--- start Input for this task ---

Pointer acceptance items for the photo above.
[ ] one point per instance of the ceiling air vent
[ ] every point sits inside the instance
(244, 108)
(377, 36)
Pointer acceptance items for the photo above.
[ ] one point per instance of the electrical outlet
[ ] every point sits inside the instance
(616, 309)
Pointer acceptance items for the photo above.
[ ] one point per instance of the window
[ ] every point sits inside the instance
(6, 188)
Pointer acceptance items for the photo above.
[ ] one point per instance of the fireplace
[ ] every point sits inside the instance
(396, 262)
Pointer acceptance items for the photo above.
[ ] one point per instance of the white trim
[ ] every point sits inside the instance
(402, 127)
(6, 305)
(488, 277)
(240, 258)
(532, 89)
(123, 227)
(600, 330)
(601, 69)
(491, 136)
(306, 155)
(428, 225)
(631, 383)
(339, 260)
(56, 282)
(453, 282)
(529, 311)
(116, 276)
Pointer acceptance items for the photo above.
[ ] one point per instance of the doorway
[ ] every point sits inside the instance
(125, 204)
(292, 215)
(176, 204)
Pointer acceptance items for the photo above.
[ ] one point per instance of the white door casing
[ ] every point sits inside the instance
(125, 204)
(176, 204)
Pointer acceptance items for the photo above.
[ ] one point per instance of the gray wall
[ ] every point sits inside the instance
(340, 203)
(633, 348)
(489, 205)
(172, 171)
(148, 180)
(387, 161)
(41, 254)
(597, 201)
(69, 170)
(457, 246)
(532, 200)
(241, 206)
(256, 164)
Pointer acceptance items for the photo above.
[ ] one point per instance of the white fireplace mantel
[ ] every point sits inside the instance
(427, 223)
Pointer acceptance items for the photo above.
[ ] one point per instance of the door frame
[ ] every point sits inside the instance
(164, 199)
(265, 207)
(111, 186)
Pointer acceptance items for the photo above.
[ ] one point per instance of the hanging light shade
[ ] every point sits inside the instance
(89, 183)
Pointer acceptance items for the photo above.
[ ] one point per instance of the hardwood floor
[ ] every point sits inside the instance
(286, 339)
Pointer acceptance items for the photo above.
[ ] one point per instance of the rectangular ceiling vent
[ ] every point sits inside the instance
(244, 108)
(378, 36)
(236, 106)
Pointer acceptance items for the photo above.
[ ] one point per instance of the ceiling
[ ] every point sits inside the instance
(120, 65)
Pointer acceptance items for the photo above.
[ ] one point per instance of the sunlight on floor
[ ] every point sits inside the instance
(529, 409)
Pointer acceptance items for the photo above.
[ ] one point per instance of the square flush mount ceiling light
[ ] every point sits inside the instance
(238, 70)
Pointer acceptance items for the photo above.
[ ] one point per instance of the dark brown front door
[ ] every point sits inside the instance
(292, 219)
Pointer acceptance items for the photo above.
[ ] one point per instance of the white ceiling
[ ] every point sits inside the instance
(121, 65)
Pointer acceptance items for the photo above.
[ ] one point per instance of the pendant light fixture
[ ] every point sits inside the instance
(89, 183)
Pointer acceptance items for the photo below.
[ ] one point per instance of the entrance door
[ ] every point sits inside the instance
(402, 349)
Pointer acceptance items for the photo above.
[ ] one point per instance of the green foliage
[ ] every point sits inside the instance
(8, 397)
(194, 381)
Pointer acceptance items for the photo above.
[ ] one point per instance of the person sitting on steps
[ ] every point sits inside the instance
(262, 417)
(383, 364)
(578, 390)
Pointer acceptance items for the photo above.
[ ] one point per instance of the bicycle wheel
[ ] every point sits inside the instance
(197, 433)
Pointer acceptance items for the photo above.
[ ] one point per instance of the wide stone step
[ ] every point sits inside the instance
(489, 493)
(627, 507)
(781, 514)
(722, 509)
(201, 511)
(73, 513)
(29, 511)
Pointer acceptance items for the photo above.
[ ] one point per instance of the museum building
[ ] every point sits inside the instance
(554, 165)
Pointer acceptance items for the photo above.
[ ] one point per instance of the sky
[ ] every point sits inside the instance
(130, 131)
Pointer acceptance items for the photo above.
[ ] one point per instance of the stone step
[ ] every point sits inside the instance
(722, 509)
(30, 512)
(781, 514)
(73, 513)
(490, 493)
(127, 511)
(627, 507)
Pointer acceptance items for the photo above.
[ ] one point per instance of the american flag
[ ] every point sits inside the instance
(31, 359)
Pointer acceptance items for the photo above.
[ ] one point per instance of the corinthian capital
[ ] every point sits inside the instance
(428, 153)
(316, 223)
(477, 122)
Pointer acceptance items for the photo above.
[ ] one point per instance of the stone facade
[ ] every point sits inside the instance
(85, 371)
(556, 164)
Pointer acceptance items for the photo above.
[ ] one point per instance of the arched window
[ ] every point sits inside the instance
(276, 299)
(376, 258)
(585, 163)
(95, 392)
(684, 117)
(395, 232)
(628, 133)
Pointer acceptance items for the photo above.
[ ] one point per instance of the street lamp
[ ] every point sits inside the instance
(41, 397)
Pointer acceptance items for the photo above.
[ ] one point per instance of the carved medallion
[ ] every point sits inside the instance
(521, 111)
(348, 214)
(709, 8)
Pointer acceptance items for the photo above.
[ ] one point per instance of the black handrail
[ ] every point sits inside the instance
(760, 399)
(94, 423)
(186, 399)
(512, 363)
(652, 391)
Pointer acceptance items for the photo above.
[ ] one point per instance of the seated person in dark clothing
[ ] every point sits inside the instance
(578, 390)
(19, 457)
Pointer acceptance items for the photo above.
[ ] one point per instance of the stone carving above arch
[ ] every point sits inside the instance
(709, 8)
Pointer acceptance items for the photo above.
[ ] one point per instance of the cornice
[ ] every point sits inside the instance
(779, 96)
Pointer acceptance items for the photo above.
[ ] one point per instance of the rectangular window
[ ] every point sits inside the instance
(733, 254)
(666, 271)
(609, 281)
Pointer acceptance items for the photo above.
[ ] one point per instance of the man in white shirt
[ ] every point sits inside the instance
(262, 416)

--- end Input for this task ---

Exercise aim:
Transcribe the full listing above without leaving anything out.

Result for this task:
Pointer acceptance items for the photo above.
[ ] one point per instance of the ceiling air vent
[ ] every point sits inside the instance
(244, 108)
(377, 36)
Pointer acceptance items for the photo above.
[ ] one point per instance of the electrical outlet
[ ] every point sits inside the instance
(616, 309)
Pointer acceptance items for the photo above.
[ ] one point per instance of the window
[ ] every point sits inside the instance
(6, 188)
Pointer acceptance items for the photo above.
[ ] one point per instance of the fireplace
[ ] every point sits inside the instance
(396, 262)
Pointer acceptance items for the photo above.
[ ] one point per instance of the white trim
[ ] every point sits inside the instance
(402, 127)
(6, 305)
(488, 277)
(240, 258)
(532, 89)
(123, 227)
(600, 330)
(601, 69)
(491, 136)
(306, 155)
(428, 225)
(631, 383)
(339, 260)
(56, 282)
(453, 282)
(529, 311)
(116, 276)
Pointer acceptance items for the photo above.
[ ] one point per instance of the doorway
[ ] every point sits inside the instance
(125, 204)
(292, 215)
(176, 204)
Pointer acceptance items for the photo above.
[ ] one point per instance of the white door casing
[ ] every point sits inside the instance
(125, 204)
(176, 204)
Pointer acceptance items for the photo above.
[ ] one point per instance of the gray wall
[ ] every point sits inside the instance
(340, 203)
(633, 348)
(489, 205)
(172, 171)
(148, 180)
(387, 161)
(41, 254)
(597, 201)
(69, 170)
(457, 246)
(532, 200)
(241, 206)
(256, 164)
Pointer acceptance items for the photo above.
[ ] one point per instance of the white fireplace mantel
[ ] every point sits inside the instance
(427, 223)
Pointer acceptance items for the photo above.
[ ] one point per instance of the door frame
[ ] every point sits inside the instance
(164, 199)
(265, 207)
(111, 186)
Pointer acceptance items for the photo above.
[ ] one point per instance of the hanging light shade
[ ] every point sits inside the instance
(89, 183)
Pointer acceptance items for the photo above.
[ ] one point per instance of the hardwood floor
[ ] every point sits inside the instance
(286, 339)
Pointer acceptance items for the photo above.
[ ] one point per instance of the rectangular ceiling vent
[ ] every point sits inside the instance
(244, 108)
(378, 36)
(236, 106)
Pointer acceptance items for the photo above.
[ ] one point per instance of the ceiling
[ ] every point sits inside the instance
(120, 65)
Pointer acceptance items for the photo above.
[ ] one point per instance of the sunlight on floor
[ ] every point sits inside the instance
(529, 409)
Pointer acceptance items for the photo above.
[ ] one point per instance of the square flush mount ceiling light
[ ] every point sits inside the instance
(238, 70)
Pointer acceptance items for the photo above.
[ ] one point per instance of the dark brown front door
[ ] every point sits inside the instance
(292, 219)
Pointer acceptance items for the photo above.
[ ] one point per instance of the white ceiling
[ ] every point sits inside the instance
(121, 65)
Pointer acceptance items for the photo above.
[ ] one point per instance of the pendant light fixture
[ ] every point sits inside the instance
(89, 183)
Pointer acceptance items for the photo below.
[ ] one point per instance of the entrance door
[ ] every point sits inside the instance
(402, 349)
Pointer acceptance items for the photo above.
[ ] one point per instance of the green foliage
[ ] every point sits inside the instance
(8, 397)
(194, 381)
Pointer acceptance items for the photo above.
[ ] one point per instance of the person sitting on steps
[ ] every point sits inside the instance
(262, 417)
(383, 364)
(578, 390)
Pointer acceptance items for the photo above.
[ ] one point per instance of the bicycle wheel
[ ] every point sits inside the instance
(197, 433)
Pointer acceptance items for the photo above.
[ ] one point per instance of the wide stone step
[ ] every point sits inside the instance
(489, 493)
(627, 507)
(781, 514)
(722, 509)
(201, 511)
(73, 513)
(29, 511)
Pointer acceptance items for the photo above.
[ ] one point per instance of the museum building
[ ] every point sits inside the instance
(554, 165)
Pointer acceptance items for the photo above.
[ ] one point per instance of the sky
[ ] every point sits inside the instance
(130, 131)
Pointer acceptance items for the photo above.
[ ] one point per instance of the stone step
[ ] every point sits inside the instance
(722, 509)
(30, 512)
(781, 514)
(73, 513)
(490, 493)
(127, 511)
(627, 507)
Pointer acceptance items for the photo above.
[ ] one point per instance of the american flag
[ ] every point sits inside the instance
(31, 359)
Pointer acceptance items for the photo above.
[ ] one point per instance of the corinthian capital
[ ] every point sits inside the instance
(428, 153)
(316, 223)
(477, 122)
Pointer acceptance items for the photo above.
[ ] one point per instance of the stone facade
[ ] every point sits inside the instance
(85, 371)
(556, 164)
Pointer acceptance items for the photo above.
[ ] one point per instance of the arched window
[ ] every point sits inside the instance
(276, 299)
(376, 258)
(585, 163)
(95, 392)
(684, 117)
(395, 232)
(628, 133)
Pointer acceptance items for the photo above.
[ ] one point per instance of the street lamp
[ ] every point sits inside the instance
(41, 397)
Pointer acceptance items for the photo above.
[ ] one point per instance of the carved medallion
[ ] every point sits inside the instance
(521, 111)
(348, 214)
(709, 8)
Pointer acceptance items for the photo above.
[ ] one point per instance of the black handrail
[ ] every point sits inside the instance
(760, 399)
(94, 423)
(186, 399)
(512, 363)
(652, 391)
Pointer acceptance items for the photo above.
[ ] one point per instance of the seated person in dark clothing
[ ] every point sits inside the instance
(578, 390)
(19, 457)
Pointer acceptance items for the photo above.
[ ] one point per instance of the stone carving above arch
[ ] every point sits inside the instance
(709, 8)
Pointer acceptance items for the photo above.
[ ] one point per instance of the cornice
[ ] every point sits inside the instance
(779, 96)
Pointer acceptance items for the photo above.
[ ] one point per instance of the rectangular window
[ ] every point sits inside the instance
(733, 254)
(666, 271)
(609, 281)
Pointer acceptance items for the photo above.
[ ] one point per instance of the man in white shirt
[ ] every point sits inside the instance
(262, 416)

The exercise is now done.